Problem to solve:
Only a slice of the listing below is wanted. Retype the lines from the one containing "Target: red cup" through the one containing "Target: short blonde hair", exactly, both ends included.

Records:
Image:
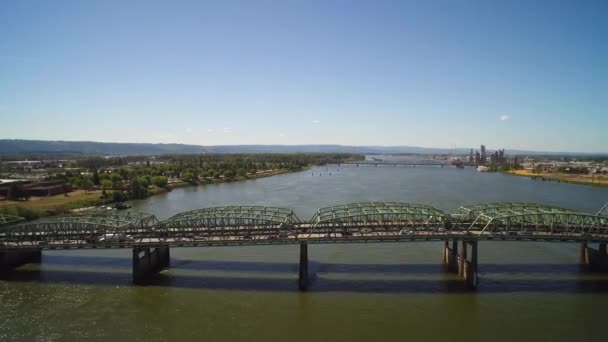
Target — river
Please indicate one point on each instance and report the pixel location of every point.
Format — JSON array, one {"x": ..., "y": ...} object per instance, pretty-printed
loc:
[{"x": 367, "y": 292}]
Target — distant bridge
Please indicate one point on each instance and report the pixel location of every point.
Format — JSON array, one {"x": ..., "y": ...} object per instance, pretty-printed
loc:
[
  {"x": 395, "y": 164},
  {"x": 367, "y": 222}
]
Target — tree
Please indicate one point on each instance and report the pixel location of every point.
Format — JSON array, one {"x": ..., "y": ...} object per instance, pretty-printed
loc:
[
  {"x": 106, "y": 184},
  {"x": 137, "y": 189},
  {"x": 96, "y": 179},
  {"x": 116, "y": 180},
  {"x": 118, "y": 196},
  {"x": 188, "y": 176},
  {"x": 228, "y": 173},
  {"x": 86, "y": 183},
  {"x": 159, "y": 181},
  {"x": 16, "y": 192}
]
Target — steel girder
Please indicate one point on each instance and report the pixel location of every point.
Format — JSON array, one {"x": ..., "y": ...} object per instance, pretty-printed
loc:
[
  {"x": 78, "y": 229},
  {"x": 377, "y": 218},
  {"x": 604, "y": 210},
  {"x": 228, "y": 223},
  {"x": 9, "y": 219},
  {"x": 508, "y": 208},
  {"x": 531, "y": 219}
]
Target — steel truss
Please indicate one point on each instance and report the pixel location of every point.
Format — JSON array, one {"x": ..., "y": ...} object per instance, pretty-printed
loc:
[
  {"x": 6, "y": 220},
  {"x": 508, "y": 218},
  {"x": 228, "y": 223},
  {"x": 604, "y": 210},
  {"x": 368, "y": 219},
  {"x": 78, "y": 229}
]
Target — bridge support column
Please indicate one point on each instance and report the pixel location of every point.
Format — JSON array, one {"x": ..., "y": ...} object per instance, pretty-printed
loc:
[
  {"x": 470, "y": 269},
  {"x": 594, "y": 260},
  {"x": 12, "y": 259},
  {"x": 149, "y": 261},
  {"x": 462, "y": 258},
  {"x": 450, "y": 255},
  {"x": 303, "y": 274}
]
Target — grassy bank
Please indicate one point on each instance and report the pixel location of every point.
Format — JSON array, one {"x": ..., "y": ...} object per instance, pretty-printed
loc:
[
  {"x": 54, "y": 205},
  {"x": 598, "y": 180}
]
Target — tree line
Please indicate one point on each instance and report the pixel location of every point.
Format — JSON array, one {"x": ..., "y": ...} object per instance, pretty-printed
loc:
[{"x": 122, "y": 178}]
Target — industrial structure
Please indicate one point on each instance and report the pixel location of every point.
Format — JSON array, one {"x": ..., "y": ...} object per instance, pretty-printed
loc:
[{"x": 366, "y": 222}]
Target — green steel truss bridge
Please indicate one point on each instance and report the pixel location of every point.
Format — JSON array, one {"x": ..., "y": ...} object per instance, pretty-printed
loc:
[{"x": 367, "y": 222}]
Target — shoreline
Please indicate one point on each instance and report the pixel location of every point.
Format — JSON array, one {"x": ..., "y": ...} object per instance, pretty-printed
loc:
[
  {"x": 560, "y": 178},
  {"x": 41, "y": 207}
]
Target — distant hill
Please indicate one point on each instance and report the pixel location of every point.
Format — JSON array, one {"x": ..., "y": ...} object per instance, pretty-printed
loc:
[
  {"x": 42, "y": 147},
  {"x": 88, "y": 147}
]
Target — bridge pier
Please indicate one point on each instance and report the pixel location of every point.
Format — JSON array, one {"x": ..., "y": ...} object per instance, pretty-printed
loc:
[
  {"x": 470, "y": 267},
  {"x": 12, "y": 259},
  {"x": 303, "y": 271},
  {"x": 450, "y": 255},
  {"x": 594, "y": 260},
  {"x": 149, "y": 261},
  {"x": 459, "y": 262}
]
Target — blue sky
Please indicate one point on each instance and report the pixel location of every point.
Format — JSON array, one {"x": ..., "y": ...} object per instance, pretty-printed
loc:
[{"x": 515, "y": 74}]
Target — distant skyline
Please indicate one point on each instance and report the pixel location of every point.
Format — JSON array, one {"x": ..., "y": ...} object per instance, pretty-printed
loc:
[{"x": 440, "y": 74}]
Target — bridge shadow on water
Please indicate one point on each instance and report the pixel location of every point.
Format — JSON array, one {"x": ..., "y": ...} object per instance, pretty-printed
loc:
[{"x": 325, "y": 277}]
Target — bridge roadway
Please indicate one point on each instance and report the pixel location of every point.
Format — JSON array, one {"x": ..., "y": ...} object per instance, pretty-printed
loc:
[
  {"x": 376, "y": 163},
  {"x": 369, "y": 222}
]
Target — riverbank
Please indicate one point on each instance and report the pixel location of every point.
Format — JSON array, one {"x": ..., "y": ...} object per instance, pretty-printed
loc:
[
  {"x": 598, "y": 180},
  {"x": 37, "y": 207}
]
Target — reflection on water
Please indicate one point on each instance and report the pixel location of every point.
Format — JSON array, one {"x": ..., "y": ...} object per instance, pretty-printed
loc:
[{"x": 359, "y": 292}]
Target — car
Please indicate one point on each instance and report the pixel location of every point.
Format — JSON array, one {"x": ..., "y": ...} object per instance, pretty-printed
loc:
[{"x": 115, "y": 237}]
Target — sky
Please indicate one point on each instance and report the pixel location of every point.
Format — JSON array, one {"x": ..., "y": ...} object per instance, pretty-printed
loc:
[{"x": 516, "y": 74}]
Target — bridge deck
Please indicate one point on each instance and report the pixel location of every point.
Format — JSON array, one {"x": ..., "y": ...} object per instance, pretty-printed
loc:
[{"x": 349, "y": 223}]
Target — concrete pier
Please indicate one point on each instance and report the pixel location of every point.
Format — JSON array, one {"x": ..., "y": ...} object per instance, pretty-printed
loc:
[
  {"x": 13, "y": 259},
  {"x": 594, "y": 260},
  {"x": 303, "y": 274},
  {"x": 470, "y": 274},
  {"x": 458, "y": 262},
  {"x": 149, "y": 261},
  {"x": 450, "y": 256},
  {"x": 462, "y": 258}
]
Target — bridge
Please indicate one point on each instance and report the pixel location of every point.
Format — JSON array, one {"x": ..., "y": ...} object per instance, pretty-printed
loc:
[
  {"x": 396, "y": 163},
  {"x": 368, "y": 222}
]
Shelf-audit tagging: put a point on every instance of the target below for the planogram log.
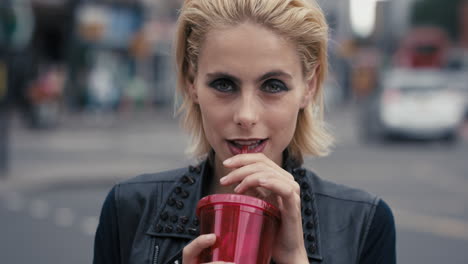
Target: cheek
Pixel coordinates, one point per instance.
(214, 116)
(283, 121)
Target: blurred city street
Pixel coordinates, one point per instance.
(86, 94)
(58, 179)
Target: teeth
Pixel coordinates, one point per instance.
(247, 143)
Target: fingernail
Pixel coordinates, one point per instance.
(210, 237)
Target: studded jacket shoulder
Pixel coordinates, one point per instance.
(155, 217)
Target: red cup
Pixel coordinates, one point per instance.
(245, 228)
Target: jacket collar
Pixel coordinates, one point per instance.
(176, 217)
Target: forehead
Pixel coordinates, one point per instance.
(247, 49)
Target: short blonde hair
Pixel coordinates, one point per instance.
(301, 22)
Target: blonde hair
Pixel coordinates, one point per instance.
(299, 21)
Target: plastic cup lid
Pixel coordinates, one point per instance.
(237, 199)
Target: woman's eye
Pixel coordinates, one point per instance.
(223, 85)
(274, 86)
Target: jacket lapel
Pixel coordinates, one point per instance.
(176, 217)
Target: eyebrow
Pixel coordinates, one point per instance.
(274, 73)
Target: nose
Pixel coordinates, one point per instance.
(246, 114)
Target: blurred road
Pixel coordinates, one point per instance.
(50, 204)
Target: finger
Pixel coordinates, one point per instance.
(193, 249)
(246, 159)
(258, 179)
(289, 192)
(239, 174)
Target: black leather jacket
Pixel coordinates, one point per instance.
(155, 216)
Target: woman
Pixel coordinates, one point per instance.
(250, 73)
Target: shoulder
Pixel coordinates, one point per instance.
(135, 192)
(328, 190)
(159, 177)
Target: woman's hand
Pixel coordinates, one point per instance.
(191, 252)
(259, 176)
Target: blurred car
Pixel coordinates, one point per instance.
(415, 104)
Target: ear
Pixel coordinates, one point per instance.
(311, 89)
(190, 86)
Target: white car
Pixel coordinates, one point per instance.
(416, 103)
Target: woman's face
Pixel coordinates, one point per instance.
(250, 88)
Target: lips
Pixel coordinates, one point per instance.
(250, 145)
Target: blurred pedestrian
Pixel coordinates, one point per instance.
(250, 74)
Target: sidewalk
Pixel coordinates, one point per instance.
(88, 148)
(104, 149)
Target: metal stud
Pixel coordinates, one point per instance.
(168, 228)
(192, 231)
(174, 218)
(312, 249)
(191, 168)
(171, 201)
(179, 229)
(184, 194)
(179, 204)
(301, 172)
(164, 216)
(158, 228)
(187, 179)
(184, 219)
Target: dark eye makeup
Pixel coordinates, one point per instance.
(223, 85)
(274, 86)
(226, 85)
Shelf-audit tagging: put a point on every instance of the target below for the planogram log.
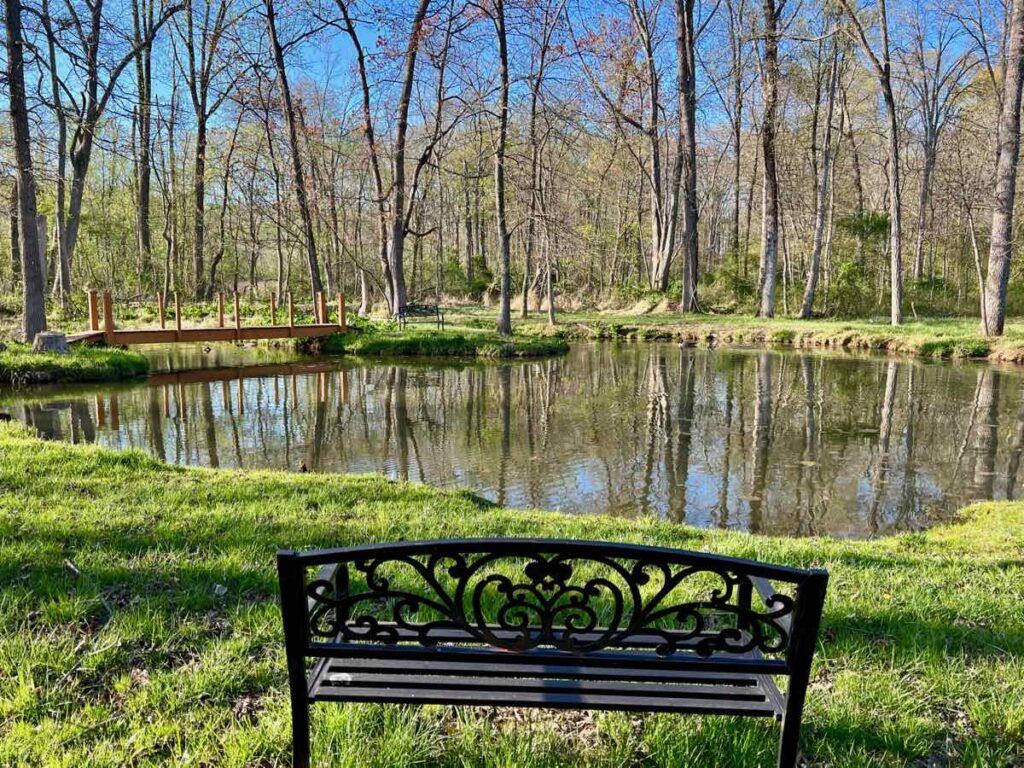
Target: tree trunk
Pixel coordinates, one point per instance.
(199, 209)
(895, 215)
(33, 287)
(769, 222)
(685, 45)
(1000, 248)
(505, 310)
(298, 178)
(825, 175)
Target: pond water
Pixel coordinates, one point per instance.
(779, 442)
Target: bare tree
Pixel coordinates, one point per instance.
(821, 207)
(298, 177)
(772, 10)
(33, 282)
(1000, 246)
(207, 67)
(881, 62)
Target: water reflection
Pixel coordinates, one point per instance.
(774, 442)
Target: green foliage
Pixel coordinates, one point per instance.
(18, 365)
(458, 284)
(850, 291)
(869, 225)
(726, 289)
(139, 626)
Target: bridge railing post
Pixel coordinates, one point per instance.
(321, 309)
(108, 318)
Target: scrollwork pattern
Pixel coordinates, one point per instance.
(566, 601)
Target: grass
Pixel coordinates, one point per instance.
(138, 626)
(946, 338)
(18, 365)
(381, 340)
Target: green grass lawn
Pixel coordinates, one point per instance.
(18, 365)
(956, 337)
(380, 340)
(138, 626)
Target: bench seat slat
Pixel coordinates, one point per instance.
(573, 672)
(430, 682)
(504, 695)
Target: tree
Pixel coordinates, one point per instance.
(33, 287)
(504, 247)
(1000, 245)
(687, 151)
(90, 62)
(208, 71)
(298, 177)
(881, 62)
(769, 126)
(822, 200)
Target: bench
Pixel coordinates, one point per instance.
(430, 312)
(547, 623)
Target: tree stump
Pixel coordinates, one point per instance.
(50, 341)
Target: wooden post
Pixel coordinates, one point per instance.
(321, 307)
(115, 413)
(93, 310)
(108, 317)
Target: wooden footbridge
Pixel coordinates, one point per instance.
(111, 335)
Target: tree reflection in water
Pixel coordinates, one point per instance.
(783, 443)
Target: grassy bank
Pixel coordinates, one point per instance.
(952, 338)
(138, 626)
(18, 365)
(380, 340)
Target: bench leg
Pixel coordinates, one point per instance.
(788, 745)
(300, 732)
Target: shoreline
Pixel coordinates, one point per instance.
(129, 581)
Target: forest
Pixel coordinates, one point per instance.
(829, 159)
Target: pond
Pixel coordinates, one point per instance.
(777, 442)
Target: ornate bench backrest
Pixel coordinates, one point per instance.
(419, 310)
(562, 597)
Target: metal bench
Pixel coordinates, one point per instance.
(546, 623)
(430, 312)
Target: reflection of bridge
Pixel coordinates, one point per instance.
(112, 336)
(172, 386)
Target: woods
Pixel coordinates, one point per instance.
(841, 160)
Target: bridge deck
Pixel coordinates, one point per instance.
(171, 335)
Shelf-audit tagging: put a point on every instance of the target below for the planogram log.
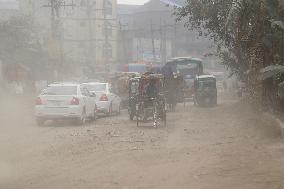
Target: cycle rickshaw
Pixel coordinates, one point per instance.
(145, 106)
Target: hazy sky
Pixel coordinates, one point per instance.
(133, 2)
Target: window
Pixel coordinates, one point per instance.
(107, 7)
(85, 91)
(60, 90)
(82, 23)
(82, 44)
(107, 28)
(96, 87)
(107, 52)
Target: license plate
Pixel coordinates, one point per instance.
(55, 103)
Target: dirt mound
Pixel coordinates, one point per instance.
(258, 124)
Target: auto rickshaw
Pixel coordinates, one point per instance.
(133, 91)
(205, 90)
(147, 107)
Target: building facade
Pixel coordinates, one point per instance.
(90, 33)
(150, 33)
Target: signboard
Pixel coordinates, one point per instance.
(174, 3)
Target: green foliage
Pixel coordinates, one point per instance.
(248, 33)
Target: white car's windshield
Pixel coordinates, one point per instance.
(60, 90)
(96, 87)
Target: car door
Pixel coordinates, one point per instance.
(91, 100)
(87, 100)
(115, 99)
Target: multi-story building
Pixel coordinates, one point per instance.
(150, 33)
(90, 32)
(8, 9)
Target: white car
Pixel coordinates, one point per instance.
(107, 102)
(65, 101)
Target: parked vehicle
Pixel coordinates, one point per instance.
(106, 100)
(133, 91)
(62, 101)
(205, 90)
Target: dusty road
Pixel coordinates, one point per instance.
(217, 148)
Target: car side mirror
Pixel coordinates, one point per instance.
(93, 94)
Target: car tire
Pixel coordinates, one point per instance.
(40, 121)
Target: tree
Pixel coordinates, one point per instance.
(248, 33)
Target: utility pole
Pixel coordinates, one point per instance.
(125, 49)
(153, 42)
(91, 17)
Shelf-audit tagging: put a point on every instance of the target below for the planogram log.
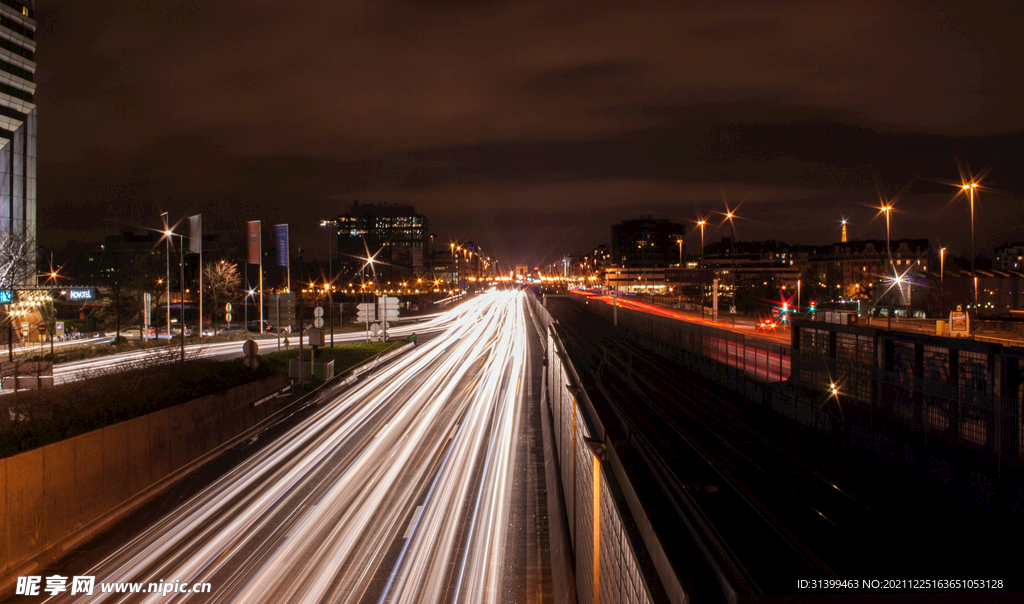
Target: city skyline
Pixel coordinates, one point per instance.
(531, 140)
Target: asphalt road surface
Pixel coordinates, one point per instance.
(397, 489)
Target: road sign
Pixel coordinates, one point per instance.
(250, 348)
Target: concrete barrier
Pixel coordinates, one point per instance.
(48, 493)
(599, 513)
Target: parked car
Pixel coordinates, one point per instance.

Result of the exercise:
Target: red cup
Pixel coordinates, one point per instance.
(245, 228)
Target: jacket collar
Pixel coordinates, one point per instance.
(176, 217)
Target: forehead
Pixel coordinates, one point per instance.
(247, 49)
Target: short blonde hair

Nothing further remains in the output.